◆ **Consigne écrite 1**:
Traduisez en anglais cette phrase du texte sur le deuil périnatal : « Le choc est violent et le deuil est long. »
◆ **Consigne écrite 2**:
Repérez dans les entrées toutes les lignes où figure le mot « cliff », puis recopiez-les.

◆ **Texte du document**:
Le choc est violent et le deuil est long. "On n'est pas préparé, on s'attend seulement à devenir parent, à la tenir dans ses bras, et soudain tout s'efface." Pierre parle avec calme, mais dans ses yeux l'émotion brille toujours. Ressasser les souvenirs de ce mois d'avril n'est pas chose aisée pour le jeune homme, qui se considère comme "un père sans enfant".

On n'est pas préparé, on s'attend seulement à devenir parent, à la tenir dans ses bras, et soudain tout s'efface.

Pierre, militant pour le congé de deuil périnatal

La brutalité du choc

"C'est difficile de mettre des mots sur des silences pluriels, sur la violence. Notre cerveau n'est pas programmé pour vivre cette situation où la vie commence par la mort." Alors tout cela, il faut l'intégrer, dans son corps dans son esprit, dans sa famille, et faire le deuil petit à petit d'une personne défunte, mais qui restera centrale pour bien des parents, des pères, des mères.

Selon une étude commandée par le ministère de la Santé en 2021 - la plus récente en la matière - en 2019 la France faisait état de 10,2 décès périnataux pour 1000 naissances. Un chiffre qui tend à stagner mais qui relève l'étendue des Françaises et des Français touchés par le deuil périnatal. Une épreuve dont Pierre note la douleur, tout particulièrement liée à l'absence et au brutal retour à la réalité : l'enterrement à organiser et les projets qui s'effondrent - la chambre à vider, les vêtements à ranger, le berceau à donner... "Tout ça on met de côté. Il y a une chambre qui est vide, un cœur qui est vide et c'est difficile d'en parler. Mais on chérit la vie qu'on a, pour sauvegarder la mémoire de notre fille."

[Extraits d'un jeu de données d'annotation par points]
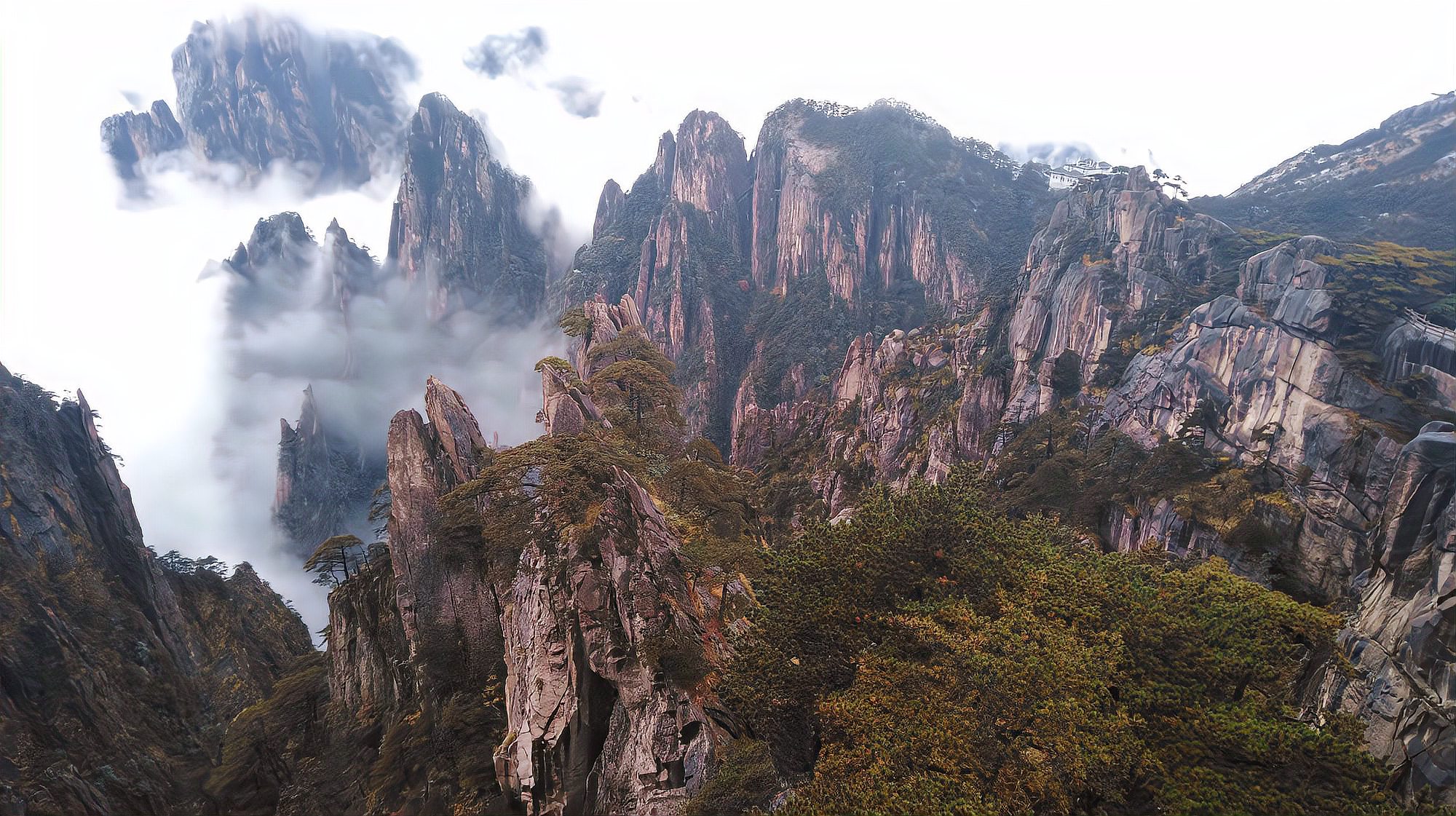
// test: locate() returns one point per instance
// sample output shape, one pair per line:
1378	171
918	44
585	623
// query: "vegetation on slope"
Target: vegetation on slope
935	656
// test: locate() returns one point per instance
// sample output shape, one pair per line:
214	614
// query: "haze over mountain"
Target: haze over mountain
874	471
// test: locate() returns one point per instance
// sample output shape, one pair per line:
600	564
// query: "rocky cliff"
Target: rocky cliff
1400	640
459	226
133	136
325	481
292	305
117	673
261	91
537	612
756	274
1097	274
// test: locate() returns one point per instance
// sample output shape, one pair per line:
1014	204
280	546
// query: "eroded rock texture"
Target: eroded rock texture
1109	257
1282	397
261	91
325	481
841	221
1401	641
132	136
459	229
117	676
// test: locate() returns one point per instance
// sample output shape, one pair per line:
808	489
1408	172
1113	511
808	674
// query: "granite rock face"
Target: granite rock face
1110	254
850	215
459	229
1283	398
1400	640
282	280
261	91
119	675
850	196
1416	347
592	726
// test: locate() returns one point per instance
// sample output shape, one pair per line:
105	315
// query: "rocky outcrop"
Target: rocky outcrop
325	481
595	727
1393	183
1410	133
832	197
1278	395
132	136
263	91
1400	641
116	673
841	218
440	603
1110	254
609	207
1416	347
459	225
292	290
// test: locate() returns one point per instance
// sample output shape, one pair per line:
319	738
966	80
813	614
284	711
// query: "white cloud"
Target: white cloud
108	299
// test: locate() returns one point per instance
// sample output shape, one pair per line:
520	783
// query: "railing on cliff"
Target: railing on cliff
1426	325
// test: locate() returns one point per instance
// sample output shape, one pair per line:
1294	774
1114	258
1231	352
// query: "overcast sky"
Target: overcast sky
107	299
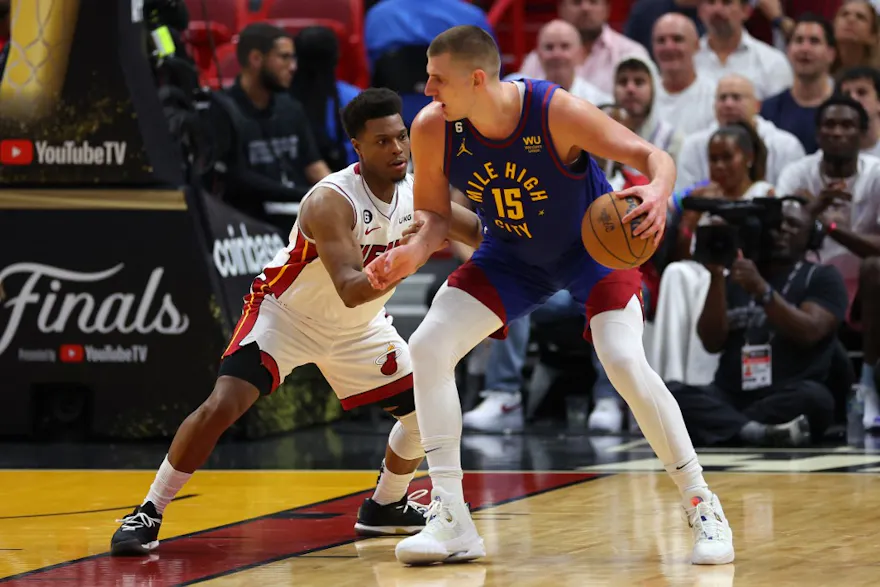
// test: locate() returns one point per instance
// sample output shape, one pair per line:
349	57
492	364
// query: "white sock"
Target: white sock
166	485
617	336
391	487
455	323
688	476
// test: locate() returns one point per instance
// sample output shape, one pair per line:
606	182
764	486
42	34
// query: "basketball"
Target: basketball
607	240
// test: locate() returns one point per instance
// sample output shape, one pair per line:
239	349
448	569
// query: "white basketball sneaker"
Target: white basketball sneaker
449	535
499	411
713	538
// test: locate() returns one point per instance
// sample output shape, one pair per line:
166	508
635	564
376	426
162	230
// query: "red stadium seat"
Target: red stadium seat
213	23
348	13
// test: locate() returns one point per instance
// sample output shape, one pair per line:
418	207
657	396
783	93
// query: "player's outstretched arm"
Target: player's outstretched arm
328	218
430	198
575	123
465	226
430	186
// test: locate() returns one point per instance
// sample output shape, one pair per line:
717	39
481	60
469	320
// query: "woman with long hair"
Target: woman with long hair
856	30
737	167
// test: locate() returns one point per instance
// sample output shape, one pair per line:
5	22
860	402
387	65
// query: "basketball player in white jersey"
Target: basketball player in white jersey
314	304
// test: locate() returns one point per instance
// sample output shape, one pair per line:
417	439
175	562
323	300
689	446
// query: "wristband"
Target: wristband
765	297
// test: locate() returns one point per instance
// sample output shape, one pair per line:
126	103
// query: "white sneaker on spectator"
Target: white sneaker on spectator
871	417
606	417
498	412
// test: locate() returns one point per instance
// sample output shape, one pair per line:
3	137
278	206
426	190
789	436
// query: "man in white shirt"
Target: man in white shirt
845	185
735	101
604	47
811	51
560	50
683	99
634	83
862	84
728	48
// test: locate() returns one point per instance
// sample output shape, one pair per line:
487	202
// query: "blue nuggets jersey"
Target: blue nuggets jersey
531	202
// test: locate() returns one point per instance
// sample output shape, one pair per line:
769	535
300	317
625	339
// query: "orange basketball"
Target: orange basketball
607	240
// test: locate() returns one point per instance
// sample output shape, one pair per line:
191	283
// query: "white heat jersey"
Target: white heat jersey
296	277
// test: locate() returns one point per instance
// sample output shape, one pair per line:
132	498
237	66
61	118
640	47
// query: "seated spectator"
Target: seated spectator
604	47
738	159
323	96
728	48
846	188
862	84
775	327
634	83
737	167
856	28
4	34
811	51
735	102
683	98
392	24
267	156
644	15
561	51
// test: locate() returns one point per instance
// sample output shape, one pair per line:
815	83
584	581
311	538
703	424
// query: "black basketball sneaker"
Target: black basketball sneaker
404	517
139	532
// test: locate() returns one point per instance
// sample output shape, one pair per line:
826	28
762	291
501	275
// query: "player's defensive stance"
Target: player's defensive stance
314	304
517	151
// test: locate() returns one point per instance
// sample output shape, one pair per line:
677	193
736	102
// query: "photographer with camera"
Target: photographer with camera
844	185
773	318
737	166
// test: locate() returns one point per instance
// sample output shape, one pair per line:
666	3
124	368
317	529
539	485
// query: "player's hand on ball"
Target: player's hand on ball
653	207
392	266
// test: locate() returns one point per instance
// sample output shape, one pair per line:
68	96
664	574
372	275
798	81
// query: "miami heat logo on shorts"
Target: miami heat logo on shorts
388	362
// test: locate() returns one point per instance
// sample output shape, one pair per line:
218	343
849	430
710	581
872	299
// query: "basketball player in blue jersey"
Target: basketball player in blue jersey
517	150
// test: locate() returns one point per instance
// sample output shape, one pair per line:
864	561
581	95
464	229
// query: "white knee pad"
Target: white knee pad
405	439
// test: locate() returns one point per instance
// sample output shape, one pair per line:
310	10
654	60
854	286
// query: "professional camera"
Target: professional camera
749	226
177	79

◆ **Résultat final 1**:
The shock is violent and the grief is long.

◆ **Résultat final 2**:
// query: "rocky cliff"
Target: rocky cliff
// query: "railing on cliff"
Target: railing on cliff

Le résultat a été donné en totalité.